**Task directions:**
Return the lines below exactly as they appear, please, starting with the first and ending with the one that contains "grass. Report pixel corners as JSON arrays.".

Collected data
= = = =

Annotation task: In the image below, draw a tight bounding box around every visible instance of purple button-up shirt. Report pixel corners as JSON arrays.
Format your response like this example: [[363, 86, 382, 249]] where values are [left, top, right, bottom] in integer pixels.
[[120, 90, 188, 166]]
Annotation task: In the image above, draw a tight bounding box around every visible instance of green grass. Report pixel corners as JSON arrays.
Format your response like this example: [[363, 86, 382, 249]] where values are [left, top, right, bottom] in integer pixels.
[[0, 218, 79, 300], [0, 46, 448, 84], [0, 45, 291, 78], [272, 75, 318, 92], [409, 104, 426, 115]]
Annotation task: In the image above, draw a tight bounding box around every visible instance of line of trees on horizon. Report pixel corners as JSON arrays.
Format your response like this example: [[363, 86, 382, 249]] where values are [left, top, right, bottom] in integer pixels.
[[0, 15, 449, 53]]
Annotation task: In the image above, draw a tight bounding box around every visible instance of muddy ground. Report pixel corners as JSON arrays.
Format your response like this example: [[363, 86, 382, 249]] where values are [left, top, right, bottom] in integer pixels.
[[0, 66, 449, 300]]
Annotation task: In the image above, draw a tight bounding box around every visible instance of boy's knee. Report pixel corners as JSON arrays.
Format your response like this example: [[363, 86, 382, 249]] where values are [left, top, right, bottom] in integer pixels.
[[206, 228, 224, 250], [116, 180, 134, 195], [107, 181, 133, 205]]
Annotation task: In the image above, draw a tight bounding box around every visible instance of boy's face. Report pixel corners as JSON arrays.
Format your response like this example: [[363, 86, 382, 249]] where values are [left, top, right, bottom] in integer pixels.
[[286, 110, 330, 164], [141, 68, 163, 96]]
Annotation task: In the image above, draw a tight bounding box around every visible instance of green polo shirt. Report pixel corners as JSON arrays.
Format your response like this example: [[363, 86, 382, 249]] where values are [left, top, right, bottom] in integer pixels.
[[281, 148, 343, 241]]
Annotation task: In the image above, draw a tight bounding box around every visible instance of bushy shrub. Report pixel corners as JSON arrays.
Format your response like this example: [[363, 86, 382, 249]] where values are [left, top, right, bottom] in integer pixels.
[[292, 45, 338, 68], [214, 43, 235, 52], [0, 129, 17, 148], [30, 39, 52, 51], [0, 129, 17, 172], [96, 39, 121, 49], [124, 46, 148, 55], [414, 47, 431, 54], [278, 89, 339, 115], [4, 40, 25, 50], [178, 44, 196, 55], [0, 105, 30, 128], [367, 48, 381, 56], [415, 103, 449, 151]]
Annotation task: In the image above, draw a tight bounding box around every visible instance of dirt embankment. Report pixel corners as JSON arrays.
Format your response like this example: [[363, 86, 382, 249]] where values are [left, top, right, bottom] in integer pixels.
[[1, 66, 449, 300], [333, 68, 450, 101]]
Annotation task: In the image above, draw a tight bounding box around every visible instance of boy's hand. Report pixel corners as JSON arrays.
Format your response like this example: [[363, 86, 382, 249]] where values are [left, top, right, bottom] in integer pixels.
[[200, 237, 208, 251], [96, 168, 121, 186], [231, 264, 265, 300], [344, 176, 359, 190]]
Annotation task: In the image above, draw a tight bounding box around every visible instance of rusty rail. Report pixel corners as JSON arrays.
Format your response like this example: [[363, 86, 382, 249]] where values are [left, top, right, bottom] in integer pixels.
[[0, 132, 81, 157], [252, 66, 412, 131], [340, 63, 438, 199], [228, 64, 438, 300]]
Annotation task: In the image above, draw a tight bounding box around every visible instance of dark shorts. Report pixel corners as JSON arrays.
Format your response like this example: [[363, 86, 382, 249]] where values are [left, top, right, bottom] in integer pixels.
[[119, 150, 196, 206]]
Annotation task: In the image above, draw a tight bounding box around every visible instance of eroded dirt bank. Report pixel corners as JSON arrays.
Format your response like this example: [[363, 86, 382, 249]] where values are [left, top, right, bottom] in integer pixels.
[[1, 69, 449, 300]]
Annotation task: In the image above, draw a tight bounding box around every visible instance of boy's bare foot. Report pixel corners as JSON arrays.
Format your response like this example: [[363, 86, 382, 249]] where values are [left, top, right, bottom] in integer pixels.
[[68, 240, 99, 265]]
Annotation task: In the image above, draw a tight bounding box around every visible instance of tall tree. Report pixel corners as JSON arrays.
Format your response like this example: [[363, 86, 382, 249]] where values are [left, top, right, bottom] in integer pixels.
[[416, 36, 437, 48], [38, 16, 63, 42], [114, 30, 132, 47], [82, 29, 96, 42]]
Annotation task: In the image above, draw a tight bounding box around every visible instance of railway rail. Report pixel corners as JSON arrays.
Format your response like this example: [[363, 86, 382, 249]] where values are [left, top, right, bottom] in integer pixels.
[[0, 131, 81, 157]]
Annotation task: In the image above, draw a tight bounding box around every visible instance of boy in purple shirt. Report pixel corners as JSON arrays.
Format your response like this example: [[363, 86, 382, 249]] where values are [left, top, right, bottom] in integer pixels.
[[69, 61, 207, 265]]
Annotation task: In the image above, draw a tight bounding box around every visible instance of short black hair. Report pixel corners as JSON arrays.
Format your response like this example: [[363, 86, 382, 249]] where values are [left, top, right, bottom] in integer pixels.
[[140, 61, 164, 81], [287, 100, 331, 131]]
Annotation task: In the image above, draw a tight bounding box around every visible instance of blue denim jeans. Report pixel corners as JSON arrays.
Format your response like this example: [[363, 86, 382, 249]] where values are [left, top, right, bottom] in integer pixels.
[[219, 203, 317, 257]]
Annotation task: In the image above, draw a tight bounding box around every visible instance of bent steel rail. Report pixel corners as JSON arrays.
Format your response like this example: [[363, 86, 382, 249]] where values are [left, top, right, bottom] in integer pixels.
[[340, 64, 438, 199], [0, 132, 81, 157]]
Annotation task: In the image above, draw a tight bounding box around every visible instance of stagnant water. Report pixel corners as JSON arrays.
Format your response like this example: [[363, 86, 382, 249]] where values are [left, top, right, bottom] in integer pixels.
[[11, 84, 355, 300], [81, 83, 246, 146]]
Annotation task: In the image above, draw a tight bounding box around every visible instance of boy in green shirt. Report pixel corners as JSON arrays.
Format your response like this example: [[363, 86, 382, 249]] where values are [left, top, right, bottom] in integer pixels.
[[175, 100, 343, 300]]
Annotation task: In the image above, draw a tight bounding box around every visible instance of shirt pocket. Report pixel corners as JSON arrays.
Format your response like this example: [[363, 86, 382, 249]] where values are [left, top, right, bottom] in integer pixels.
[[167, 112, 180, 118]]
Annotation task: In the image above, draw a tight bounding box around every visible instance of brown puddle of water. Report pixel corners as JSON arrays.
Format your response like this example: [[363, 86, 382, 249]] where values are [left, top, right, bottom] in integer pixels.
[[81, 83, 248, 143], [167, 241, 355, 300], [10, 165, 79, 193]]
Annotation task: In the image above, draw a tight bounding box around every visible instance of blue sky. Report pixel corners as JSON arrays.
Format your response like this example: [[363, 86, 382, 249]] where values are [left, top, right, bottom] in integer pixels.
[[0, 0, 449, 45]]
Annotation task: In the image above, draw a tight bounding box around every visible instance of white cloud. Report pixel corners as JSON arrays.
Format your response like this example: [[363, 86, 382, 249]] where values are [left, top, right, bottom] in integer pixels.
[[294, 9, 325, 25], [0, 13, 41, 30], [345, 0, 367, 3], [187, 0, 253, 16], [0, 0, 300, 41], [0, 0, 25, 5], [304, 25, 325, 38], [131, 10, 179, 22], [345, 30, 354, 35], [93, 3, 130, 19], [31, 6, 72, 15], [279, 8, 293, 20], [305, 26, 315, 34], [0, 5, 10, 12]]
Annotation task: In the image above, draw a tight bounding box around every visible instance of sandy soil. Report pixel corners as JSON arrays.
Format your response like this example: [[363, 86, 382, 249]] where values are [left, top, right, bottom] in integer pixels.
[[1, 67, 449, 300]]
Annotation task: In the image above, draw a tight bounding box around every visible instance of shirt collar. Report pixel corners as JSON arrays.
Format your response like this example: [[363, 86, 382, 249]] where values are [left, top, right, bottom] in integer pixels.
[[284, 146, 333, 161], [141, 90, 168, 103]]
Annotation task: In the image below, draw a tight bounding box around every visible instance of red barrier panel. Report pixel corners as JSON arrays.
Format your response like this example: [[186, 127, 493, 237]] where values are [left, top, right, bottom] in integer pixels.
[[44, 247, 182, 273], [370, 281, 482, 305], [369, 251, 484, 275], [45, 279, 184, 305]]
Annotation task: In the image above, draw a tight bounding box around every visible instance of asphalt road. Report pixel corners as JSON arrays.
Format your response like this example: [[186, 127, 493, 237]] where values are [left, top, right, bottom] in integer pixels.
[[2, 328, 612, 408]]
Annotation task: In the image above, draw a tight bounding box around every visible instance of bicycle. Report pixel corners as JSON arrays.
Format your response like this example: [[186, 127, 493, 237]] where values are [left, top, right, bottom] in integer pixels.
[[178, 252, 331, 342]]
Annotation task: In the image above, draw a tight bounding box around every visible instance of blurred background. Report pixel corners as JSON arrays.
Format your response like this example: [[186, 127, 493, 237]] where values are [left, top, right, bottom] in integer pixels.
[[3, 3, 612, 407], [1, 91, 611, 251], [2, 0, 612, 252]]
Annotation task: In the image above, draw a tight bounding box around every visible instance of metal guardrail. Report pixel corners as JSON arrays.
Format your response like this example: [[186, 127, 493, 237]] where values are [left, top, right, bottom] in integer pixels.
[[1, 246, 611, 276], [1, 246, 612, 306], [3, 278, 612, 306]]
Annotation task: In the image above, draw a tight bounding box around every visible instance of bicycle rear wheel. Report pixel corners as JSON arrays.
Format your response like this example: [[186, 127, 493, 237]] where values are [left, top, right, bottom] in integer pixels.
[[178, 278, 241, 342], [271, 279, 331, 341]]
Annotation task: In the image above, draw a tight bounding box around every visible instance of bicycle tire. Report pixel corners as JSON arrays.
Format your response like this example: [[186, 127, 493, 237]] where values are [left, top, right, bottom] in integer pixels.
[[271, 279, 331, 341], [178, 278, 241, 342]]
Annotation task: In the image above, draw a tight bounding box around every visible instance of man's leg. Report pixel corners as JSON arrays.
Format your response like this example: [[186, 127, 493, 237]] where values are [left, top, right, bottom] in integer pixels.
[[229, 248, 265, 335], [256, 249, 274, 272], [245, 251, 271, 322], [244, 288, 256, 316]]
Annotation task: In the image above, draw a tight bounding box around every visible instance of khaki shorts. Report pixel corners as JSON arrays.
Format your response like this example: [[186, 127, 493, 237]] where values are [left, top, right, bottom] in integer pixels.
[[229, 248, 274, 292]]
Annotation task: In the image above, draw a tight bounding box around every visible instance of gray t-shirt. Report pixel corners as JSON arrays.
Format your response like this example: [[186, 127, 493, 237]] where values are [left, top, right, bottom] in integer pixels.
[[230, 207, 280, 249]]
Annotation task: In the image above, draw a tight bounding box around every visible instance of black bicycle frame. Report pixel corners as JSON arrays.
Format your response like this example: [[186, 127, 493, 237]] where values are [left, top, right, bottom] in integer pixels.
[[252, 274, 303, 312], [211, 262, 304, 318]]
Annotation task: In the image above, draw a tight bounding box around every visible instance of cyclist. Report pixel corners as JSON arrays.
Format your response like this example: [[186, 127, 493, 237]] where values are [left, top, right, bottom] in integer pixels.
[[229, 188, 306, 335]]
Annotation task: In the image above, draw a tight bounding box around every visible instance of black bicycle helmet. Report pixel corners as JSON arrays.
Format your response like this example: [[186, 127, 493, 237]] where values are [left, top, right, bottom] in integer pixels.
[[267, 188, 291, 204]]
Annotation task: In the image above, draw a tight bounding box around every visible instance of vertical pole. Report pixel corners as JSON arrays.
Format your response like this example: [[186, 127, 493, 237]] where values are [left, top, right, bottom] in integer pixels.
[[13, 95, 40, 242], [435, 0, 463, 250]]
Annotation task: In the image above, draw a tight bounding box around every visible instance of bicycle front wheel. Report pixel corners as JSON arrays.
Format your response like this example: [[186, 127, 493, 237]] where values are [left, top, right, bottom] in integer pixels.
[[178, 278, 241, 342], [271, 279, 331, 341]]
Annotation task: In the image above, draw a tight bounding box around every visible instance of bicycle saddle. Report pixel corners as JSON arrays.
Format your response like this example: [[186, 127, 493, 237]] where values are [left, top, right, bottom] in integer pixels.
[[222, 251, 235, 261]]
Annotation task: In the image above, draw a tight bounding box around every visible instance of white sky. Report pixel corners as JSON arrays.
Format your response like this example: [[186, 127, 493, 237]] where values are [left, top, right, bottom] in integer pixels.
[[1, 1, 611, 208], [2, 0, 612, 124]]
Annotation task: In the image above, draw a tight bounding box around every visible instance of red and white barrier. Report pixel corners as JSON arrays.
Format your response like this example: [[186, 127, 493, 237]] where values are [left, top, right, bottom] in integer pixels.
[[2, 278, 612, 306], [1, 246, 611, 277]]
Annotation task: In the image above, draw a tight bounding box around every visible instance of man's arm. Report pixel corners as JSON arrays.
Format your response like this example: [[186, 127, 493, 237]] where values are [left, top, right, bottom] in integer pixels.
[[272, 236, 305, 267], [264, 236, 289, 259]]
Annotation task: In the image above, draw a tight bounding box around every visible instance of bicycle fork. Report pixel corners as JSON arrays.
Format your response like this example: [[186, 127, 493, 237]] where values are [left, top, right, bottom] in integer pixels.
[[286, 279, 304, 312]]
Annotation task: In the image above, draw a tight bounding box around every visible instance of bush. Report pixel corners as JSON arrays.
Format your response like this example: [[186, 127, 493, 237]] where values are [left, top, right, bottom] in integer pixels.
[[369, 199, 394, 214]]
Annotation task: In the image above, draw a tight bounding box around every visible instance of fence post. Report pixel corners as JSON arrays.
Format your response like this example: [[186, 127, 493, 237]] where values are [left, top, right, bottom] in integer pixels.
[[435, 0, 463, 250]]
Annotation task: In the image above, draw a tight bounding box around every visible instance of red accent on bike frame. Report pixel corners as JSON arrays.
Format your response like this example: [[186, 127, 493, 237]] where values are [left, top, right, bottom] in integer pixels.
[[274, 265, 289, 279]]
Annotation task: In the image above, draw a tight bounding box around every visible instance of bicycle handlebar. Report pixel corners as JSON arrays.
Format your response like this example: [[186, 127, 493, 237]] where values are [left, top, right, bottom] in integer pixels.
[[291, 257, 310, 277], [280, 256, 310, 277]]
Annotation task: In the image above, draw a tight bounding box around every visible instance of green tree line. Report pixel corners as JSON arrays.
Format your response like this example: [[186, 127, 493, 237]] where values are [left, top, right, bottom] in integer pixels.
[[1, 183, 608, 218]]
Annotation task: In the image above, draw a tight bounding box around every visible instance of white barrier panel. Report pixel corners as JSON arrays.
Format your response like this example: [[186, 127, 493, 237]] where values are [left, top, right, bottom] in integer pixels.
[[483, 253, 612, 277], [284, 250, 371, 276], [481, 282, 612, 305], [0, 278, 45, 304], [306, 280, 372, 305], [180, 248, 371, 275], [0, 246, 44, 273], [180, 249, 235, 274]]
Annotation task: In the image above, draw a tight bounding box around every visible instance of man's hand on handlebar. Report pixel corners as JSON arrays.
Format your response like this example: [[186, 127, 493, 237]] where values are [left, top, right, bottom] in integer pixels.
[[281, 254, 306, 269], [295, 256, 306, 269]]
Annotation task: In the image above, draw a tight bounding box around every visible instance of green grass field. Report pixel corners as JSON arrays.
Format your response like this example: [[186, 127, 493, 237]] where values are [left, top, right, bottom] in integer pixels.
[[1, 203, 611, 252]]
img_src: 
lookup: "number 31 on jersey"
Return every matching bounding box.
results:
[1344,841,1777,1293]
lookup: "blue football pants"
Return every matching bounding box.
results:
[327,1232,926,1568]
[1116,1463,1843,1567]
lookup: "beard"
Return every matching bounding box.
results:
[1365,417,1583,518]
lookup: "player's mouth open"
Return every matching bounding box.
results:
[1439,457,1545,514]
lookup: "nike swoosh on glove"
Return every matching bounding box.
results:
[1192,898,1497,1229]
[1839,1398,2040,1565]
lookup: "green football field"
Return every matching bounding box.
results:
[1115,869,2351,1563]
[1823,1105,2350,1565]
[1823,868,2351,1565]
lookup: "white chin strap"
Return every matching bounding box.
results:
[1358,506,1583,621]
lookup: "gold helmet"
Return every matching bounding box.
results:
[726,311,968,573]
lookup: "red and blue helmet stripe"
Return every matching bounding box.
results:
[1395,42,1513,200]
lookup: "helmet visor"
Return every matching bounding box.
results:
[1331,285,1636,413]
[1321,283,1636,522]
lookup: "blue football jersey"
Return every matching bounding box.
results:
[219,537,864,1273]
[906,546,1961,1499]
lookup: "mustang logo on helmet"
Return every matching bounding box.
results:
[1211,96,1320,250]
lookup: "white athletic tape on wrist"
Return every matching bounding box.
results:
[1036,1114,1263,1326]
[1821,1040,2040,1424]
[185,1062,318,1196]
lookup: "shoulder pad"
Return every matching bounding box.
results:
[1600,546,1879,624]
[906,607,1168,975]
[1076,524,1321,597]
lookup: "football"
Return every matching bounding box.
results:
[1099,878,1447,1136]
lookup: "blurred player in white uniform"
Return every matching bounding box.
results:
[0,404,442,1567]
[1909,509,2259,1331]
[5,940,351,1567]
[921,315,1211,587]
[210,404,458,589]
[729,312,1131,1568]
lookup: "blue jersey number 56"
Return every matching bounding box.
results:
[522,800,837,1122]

= = = =

**Solution:**
Annotation task: In the image below, draw a tight bounding box around every visible instance of purple button-up shirt. Report pixel corners as JSON arrays.
Format your response like this example: [[363, 86, 382, 249]] where values are [left, top, right, bottom] in integer pixels.
[[120, 90, 188, 166]]
Annotation task: In the image above, draw a tight bounding box around every visible instance of green grass. Report pixel corners as JSON arrays.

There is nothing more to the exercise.